Die Unternehmensgruppe Groth will auf dem nördlichen Teil der geplanten Parkerweiterung 700 Wohnungen bauen. „Diese Dimension ist angesichts der steigenden Bevölkerungszahlen in Berlin von stadtweiter Bedeutung und kann nicht mehr nur von den unmittelbar angrenzenden Nachbarschaften entschieden werden“, so Geisel. Die nicht unbegründeten Einwände von Anwohnern und Parknutzern werden ignoriert. Es entsteht sogar der Eindruck, große Investoren bekämen eine Vorzugsbehandlung, indem ihnen von höchster Stelle der Weg für ihre Vorhaben freigeräumt wird.
Im März hat Andreas Geisel auch die Eingriffsschwelle seiner Verwaltung herabgesetzt: Er will das Ausführungsgesetz zum Baugesetzbuch so ändern, dass künftig schon Bebauungspläne für 200 Wohnungen von „gesamtstädtischer Bedeutung“ seien und somit den Bezirken entzogen werden könnten. Bisher liegt dieser Grenzwert bei 500 Wohneinheiten. Wenn die Senatsverwaltung dies rigoros durchzieht, haben die Bezirke höchstens noch bei größeren Baulückenschließungen etwas zu sagen, bei denen meistens ohnehin kein amtlicher Bebauungsplan aufgestellt wird. Für die lokale Demokratie ist das eine Bankrotterklärung.
Nach dem Tempelhof-Volksentscheid sucht der Senat nun händeringend nach schnell bebaubaren Grundstücken. Dadurch kam die landeseigene Elisabethaue, eine rund 80 Hektar große, landwirtschaftlich genutzte Fläche zwischen den Pankower Ortsteilen Buchholz und Blankenfelde, ins Visier. Im Stadtentwicklungsplan (StEP) Wohnen ist sie noch als „nachrangige“ Wohnbaufläche verzeichnet, die nach 2025 bebaut werden soll. Doch plötzlich drückt der Senat auf die Tube: In drei Jahren sollen hier rund 3000 Wohnungen gebaut werden. Dazu wird die Fläche den landeseigenen Wohnungsbaugesellschaften Gesobau und Howoge übertragen.
Gegen die Baupläne hat sich eine Bürgerinitiative gebildet. Eine Bebauung der Elisabethaue würde eine Kaltluftschneise aus dem Norden in die Berliner Innenstadt abschneiden und die Existenz der Landwirte bedrohen. Zudem wäre das neue Viertel schlecht ans öffentliche Verkehrsnetz angeschlossen – eigentlich ein Verstoß gegen die Prämissen des StEP Wohnen. Der Bezirk stellt sich deshalb gegen die Bebauungspläne und hat stattdessen eine Reihe von besser erschlossenen Bauflächen vorgeschlagen. Die Bezirksverordneten streiten nun, wie sich der Bezirk zur vom Senat forcierten Bebauung der Elisabethaue verhalten soll: kooperieren und versuchen, das bestmögliche Ergebnis herauszuholen – oder sich verweigern? So oder so schwebt das Damokles-Schwert des Senats darüber, der jederzeit das Verfahren an sich ziehen kann.

Aufgaben und Übungen:
1. Nenne alle Einwände gegen eine Bebauung der Elisabethaue, die der Textauszug anführt.
2. Beantworte anhand des Textauszugs:
(a) Wie viele Wohnungen will die Unternehmensgruppe Groth bauen?
(b) Bei wie vielen Wohneinheiten liegt der bisherige Grenzwert?
(c) Wie groß ist die Elisabethaue?
3. Gib den Abschnitt des Textauszugs unverändert aus, der mit „Gegen die Baupläne“ beginnt und mit „sich ziehen kann.“ endet.

[Einträge zum Zeigen und Beschriften]
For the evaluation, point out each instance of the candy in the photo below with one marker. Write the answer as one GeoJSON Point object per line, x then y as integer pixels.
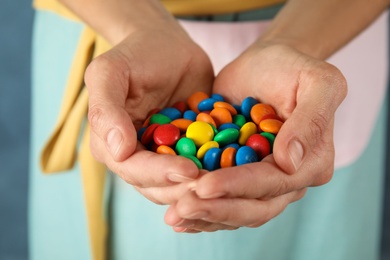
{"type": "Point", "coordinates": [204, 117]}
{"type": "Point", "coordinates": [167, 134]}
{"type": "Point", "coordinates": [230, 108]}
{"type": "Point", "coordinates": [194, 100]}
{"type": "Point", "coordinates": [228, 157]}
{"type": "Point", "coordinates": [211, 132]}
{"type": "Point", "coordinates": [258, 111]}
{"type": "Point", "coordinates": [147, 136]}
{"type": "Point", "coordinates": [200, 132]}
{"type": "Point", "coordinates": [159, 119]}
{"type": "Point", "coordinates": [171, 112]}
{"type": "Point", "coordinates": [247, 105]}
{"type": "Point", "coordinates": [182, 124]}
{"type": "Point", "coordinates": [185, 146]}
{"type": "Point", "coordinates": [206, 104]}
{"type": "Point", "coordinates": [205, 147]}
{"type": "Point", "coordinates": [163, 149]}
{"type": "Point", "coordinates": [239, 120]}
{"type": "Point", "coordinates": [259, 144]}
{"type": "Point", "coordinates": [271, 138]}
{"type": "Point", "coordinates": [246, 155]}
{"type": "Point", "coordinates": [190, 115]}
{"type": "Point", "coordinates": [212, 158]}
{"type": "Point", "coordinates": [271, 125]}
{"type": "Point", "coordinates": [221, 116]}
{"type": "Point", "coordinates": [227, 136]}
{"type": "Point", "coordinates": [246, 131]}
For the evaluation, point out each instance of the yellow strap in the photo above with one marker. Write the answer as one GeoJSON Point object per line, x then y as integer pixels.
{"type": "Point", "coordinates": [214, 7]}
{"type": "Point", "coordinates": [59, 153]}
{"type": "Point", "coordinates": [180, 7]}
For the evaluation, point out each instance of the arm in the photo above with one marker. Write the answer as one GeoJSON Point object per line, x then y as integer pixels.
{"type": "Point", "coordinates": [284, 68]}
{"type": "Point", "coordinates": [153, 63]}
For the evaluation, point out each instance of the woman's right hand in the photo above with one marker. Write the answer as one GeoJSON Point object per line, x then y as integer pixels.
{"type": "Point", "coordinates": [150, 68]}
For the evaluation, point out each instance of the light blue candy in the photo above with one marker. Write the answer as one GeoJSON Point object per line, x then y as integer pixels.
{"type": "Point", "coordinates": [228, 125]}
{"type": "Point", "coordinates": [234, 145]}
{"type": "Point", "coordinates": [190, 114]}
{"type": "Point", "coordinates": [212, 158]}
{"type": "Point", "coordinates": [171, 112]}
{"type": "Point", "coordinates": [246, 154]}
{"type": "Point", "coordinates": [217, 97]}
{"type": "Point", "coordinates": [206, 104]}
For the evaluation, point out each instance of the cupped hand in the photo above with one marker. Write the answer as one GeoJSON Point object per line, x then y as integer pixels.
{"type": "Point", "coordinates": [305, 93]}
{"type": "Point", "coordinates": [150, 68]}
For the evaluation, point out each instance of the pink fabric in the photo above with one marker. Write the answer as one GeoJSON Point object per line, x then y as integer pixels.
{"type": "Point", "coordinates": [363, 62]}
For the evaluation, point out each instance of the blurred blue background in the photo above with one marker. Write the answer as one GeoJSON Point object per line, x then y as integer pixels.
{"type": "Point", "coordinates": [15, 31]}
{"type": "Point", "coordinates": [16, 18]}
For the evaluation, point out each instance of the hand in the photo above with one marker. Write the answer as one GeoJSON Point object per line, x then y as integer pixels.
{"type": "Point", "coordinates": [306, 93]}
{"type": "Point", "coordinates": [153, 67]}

---

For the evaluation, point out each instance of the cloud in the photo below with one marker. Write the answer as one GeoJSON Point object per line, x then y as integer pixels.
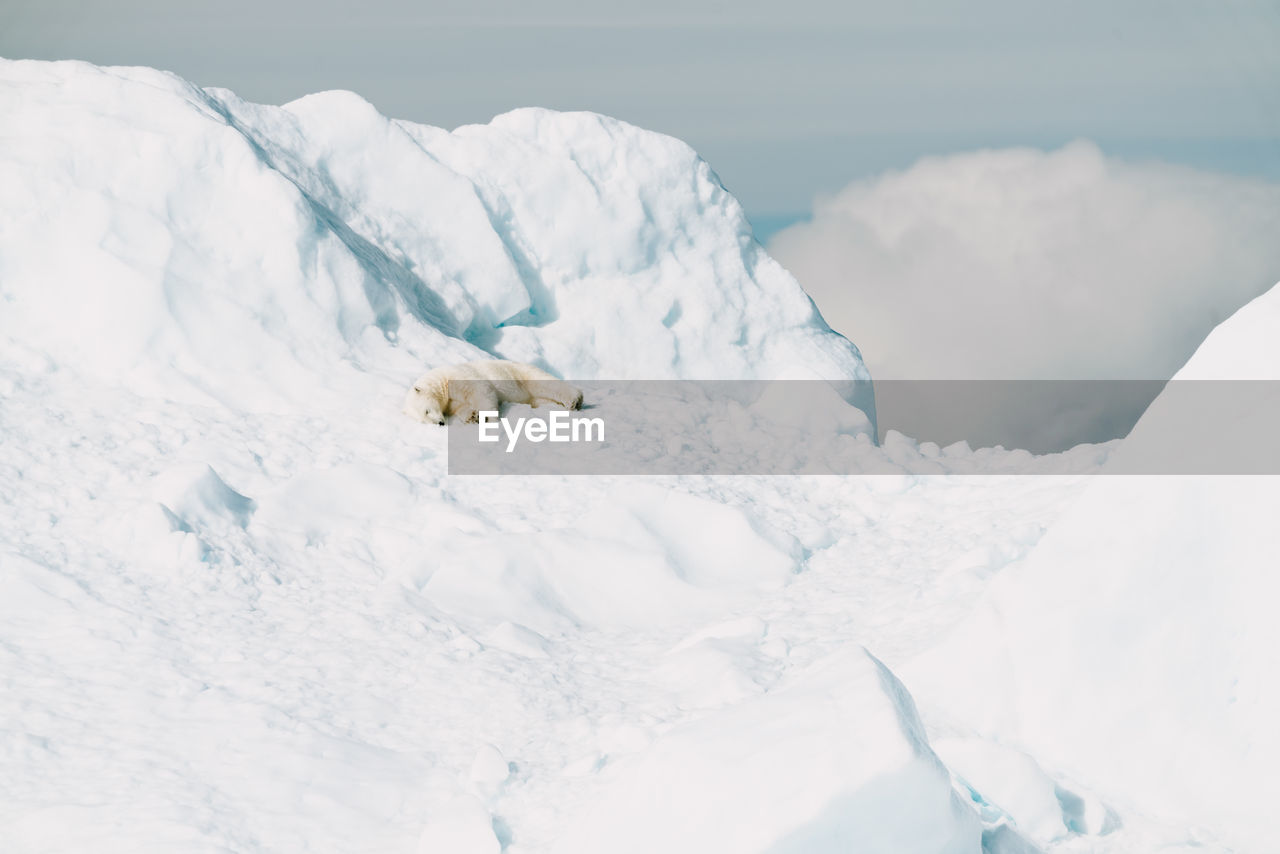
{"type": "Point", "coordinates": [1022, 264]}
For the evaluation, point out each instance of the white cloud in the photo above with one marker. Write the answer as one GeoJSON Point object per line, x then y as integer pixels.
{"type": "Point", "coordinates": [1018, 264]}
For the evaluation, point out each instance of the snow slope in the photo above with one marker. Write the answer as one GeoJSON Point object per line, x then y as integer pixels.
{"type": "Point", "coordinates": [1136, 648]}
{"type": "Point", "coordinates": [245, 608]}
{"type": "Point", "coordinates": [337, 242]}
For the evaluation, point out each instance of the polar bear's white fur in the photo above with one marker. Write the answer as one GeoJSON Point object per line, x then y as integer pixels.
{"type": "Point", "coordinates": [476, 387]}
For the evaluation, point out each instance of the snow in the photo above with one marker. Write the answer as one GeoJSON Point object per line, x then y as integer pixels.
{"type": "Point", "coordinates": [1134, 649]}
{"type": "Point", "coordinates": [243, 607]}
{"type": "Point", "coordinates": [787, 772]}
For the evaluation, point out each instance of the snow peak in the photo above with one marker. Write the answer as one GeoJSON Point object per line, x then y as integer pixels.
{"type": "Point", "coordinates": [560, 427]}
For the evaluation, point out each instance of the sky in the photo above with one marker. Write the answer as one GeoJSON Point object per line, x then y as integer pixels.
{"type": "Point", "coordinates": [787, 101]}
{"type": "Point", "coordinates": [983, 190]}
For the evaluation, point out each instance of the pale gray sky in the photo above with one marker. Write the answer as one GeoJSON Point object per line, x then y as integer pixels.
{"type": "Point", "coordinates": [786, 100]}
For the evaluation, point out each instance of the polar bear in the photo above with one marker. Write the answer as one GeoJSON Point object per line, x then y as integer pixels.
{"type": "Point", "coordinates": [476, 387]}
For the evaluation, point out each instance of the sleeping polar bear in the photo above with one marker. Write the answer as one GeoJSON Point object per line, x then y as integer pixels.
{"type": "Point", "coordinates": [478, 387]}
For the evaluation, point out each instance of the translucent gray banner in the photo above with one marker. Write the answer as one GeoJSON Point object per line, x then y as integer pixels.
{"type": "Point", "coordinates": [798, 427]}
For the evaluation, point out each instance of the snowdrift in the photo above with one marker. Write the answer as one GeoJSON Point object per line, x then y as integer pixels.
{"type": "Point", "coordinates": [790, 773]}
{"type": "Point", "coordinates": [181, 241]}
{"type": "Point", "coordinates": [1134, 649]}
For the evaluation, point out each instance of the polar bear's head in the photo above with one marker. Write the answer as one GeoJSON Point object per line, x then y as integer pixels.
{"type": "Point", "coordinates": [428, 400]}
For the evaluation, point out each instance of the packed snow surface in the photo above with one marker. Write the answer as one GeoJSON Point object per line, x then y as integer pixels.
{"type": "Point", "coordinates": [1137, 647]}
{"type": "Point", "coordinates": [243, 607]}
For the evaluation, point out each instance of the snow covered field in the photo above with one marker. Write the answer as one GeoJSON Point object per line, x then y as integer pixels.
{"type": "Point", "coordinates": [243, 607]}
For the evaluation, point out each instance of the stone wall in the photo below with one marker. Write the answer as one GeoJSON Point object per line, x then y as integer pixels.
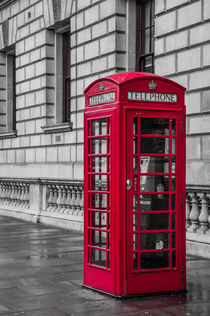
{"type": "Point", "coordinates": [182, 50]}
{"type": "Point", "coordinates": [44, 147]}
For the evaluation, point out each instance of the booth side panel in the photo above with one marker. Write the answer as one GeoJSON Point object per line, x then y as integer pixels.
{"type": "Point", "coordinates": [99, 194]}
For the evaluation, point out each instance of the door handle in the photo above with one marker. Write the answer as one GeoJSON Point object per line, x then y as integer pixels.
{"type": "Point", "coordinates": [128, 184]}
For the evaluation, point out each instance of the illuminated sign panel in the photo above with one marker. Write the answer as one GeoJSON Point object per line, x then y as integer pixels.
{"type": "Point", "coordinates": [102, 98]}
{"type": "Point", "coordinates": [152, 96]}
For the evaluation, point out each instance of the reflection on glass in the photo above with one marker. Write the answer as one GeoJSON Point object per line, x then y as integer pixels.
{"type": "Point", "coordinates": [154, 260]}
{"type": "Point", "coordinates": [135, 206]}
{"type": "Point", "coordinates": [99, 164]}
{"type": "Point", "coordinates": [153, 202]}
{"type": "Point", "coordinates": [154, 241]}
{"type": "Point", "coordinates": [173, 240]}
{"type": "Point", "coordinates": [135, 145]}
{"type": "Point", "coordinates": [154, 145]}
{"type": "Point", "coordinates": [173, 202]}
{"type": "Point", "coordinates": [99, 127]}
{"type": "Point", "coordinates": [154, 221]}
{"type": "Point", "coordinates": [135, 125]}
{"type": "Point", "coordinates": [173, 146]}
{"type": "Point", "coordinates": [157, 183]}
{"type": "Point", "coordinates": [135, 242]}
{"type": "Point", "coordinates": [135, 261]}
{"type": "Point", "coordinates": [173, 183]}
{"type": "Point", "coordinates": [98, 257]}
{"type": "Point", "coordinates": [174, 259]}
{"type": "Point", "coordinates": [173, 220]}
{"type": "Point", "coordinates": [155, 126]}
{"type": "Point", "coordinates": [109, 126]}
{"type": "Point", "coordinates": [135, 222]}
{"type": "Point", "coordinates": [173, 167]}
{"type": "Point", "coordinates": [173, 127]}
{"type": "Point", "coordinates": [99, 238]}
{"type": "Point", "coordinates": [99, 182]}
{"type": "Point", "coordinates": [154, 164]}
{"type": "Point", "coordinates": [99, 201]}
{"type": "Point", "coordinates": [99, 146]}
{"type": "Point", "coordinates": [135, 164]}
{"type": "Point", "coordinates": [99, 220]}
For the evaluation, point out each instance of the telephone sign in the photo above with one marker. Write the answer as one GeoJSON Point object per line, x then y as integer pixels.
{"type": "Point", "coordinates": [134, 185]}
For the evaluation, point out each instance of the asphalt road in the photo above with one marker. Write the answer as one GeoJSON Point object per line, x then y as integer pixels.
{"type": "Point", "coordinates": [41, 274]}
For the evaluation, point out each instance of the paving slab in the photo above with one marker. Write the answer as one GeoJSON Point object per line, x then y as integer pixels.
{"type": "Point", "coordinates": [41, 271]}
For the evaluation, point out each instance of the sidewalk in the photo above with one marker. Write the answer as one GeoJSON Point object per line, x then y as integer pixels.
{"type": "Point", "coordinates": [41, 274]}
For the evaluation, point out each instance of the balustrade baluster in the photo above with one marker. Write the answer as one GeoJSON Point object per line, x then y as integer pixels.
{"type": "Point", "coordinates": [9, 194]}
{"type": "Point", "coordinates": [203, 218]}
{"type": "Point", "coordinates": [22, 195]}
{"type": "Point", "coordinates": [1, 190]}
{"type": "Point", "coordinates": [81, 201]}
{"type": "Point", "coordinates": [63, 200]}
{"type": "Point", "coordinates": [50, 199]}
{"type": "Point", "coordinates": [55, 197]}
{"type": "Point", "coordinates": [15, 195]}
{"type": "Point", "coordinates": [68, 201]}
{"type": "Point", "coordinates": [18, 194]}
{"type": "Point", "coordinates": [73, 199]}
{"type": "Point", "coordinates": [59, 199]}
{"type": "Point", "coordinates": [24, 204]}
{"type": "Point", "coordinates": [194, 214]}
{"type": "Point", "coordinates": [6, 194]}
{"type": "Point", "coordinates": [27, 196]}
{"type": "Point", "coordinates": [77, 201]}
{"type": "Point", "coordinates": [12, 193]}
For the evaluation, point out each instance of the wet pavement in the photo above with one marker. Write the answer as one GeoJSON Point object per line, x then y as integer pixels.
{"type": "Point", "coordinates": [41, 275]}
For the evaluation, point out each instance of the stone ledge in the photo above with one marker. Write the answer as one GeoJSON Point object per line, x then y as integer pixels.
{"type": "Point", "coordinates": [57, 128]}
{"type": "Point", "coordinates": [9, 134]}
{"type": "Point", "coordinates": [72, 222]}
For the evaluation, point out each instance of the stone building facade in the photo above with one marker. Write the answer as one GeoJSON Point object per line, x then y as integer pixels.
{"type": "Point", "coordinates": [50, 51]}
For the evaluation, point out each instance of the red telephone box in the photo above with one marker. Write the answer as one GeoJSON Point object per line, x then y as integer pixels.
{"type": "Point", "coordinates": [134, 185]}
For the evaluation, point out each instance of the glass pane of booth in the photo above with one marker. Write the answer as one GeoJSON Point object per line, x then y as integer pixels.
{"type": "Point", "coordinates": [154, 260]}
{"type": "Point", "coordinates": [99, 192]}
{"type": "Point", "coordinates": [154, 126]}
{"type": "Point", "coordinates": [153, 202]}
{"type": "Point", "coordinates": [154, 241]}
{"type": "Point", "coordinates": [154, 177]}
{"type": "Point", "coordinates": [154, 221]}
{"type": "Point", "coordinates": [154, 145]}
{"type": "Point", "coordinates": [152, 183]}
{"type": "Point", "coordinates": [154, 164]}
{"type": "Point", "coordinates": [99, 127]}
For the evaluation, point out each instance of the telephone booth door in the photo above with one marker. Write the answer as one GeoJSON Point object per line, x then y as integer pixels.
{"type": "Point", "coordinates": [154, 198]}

==

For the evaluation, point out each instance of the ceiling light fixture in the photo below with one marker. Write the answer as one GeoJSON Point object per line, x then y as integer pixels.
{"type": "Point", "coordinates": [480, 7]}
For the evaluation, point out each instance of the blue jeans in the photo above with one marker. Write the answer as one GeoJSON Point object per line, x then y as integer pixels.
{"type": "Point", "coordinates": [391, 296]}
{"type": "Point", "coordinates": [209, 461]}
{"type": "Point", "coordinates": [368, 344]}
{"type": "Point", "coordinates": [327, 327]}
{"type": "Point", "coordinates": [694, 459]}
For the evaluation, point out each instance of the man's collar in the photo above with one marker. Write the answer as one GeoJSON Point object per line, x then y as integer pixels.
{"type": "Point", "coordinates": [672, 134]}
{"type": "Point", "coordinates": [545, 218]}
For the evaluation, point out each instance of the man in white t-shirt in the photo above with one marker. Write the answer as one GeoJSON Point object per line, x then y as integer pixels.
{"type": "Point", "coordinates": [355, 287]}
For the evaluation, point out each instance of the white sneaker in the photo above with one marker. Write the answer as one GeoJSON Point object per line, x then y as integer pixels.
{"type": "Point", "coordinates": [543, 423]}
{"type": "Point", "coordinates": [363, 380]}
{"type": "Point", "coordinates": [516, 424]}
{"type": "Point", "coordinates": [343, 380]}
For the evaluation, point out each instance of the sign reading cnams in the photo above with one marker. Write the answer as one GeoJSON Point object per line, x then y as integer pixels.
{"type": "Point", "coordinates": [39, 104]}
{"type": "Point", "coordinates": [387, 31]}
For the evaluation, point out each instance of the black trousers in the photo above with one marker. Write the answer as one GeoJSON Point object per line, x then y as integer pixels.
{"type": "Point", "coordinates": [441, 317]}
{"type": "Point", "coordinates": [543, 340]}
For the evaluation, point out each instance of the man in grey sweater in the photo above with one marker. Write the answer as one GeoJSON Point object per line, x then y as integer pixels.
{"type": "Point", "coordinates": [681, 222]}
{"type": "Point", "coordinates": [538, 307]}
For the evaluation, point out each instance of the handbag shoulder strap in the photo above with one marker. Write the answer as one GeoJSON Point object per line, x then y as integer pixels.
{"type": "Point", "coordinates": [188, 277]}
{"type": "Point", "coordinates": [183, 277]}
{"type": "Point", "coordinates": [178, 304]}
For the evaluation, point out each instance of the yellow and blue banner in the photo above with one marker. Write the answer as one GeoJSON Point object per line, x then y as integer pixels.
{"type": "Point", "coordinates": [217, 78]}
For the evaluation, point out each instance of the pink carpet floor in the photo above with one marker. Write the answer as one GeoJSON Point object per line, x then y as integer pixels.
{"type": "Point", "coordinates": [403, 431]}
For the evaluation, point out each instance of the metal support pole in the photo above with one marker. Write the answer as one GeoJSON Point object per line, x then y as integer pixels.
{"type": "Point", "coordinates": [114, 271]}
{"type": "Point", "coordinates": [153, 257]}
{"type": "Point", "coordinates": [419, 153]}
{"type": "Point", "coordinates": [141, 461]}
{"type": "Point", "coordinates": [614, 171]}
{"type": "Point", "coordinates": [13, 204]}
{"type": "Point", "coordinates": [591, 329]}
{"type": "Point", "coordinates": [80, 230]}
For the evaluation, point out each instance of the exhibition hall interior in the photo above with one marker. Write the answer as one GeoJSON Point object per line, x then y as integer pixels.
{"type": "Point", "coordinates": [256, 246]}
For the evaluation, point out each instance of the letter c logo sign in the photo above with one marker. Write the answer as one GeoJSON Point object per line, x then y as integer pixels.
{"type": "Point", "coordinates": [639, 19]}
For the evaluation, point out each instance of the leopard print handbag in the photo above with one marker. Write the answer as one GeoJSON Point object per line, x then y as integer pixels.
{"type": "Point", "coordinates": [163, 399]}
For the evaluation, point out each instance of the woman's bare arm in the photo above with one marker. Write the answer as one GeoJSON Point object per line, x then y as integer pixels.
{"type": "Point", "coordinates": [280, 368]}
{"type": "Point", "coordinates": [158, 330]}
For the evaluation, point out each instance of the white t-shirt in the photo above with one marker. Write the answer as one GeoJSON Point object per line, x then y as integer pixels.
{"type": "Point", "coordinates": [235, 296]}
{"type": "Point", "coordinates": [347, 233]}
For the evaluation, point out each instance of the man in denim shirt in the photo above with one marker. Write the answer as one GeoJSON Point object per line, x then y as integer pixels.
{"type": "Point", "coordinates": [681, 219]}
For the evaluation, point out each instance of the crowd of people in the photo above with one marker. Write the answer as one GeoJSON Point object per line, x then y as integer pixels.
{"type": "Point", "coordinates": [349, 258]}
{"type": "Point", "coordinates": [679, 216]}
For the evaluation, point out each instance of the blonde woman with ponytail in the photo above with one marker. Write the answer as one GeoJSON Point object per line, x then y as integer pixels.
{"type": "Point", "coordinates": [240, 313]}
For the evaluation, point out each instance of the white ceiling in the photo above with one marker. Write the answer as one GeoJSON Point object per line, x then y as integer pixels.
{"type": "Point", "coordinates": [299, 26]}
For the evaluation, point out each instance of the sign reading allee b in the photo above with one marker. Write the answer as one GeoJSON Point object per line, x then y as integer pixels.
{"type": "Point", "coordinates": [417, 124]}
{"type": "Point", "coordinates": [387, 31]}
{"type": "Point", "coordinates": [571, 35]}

Erwartete Ergebnisse:
1.
- Sie würde eine Kaltluftschneise aus dem Norden in die Berliner Innenstadt abschneiden.
- Sie würde die Existenz der Landwirte bedrohen.
- Das neue Viertel wäre schlecht ans öffentliche Verkehrsnetz angeschlossen.

2.
(a) 700 Wohnungen
(b) Bei 500 Wohneinheiten
(c) Rund 80 Hektar

3.
Gegen die Baupläne hat sich eine Bürgerinitiative gebildet. Eine Bebauung der Elisabethaue würde eine Kaltluftschneise aus dem Norden in die Berliner Innenstadt abschneiden und die Existenz der Landwirte bedrohen. Zudem wäre das neue Viertel schlecht ans öffentliche Verkehrsnetz angeschlossen – eigentlich ein Verstoß gegen die Prämissen des StEP Wohnen. Der Bezirk stellt sich deshalb gegen die Bebauungspläne und hat stattdessen eine Reihe von besser erschlossenen Bauflächen vorgeschlagen. Die Bezirksverordneten streiten nun, wie sich der Bezirk zur vom Senat forcierten Bebauung der Elisabethaue verhalten soll: kooperieren und versuchen, das bestmögliche Ergebnis herauszuholen – oder sich verweigern? So oder so schwebt das Damokles-Schwert des Senats darüber, der jederzeit das Verfahren an sich ziehen kann.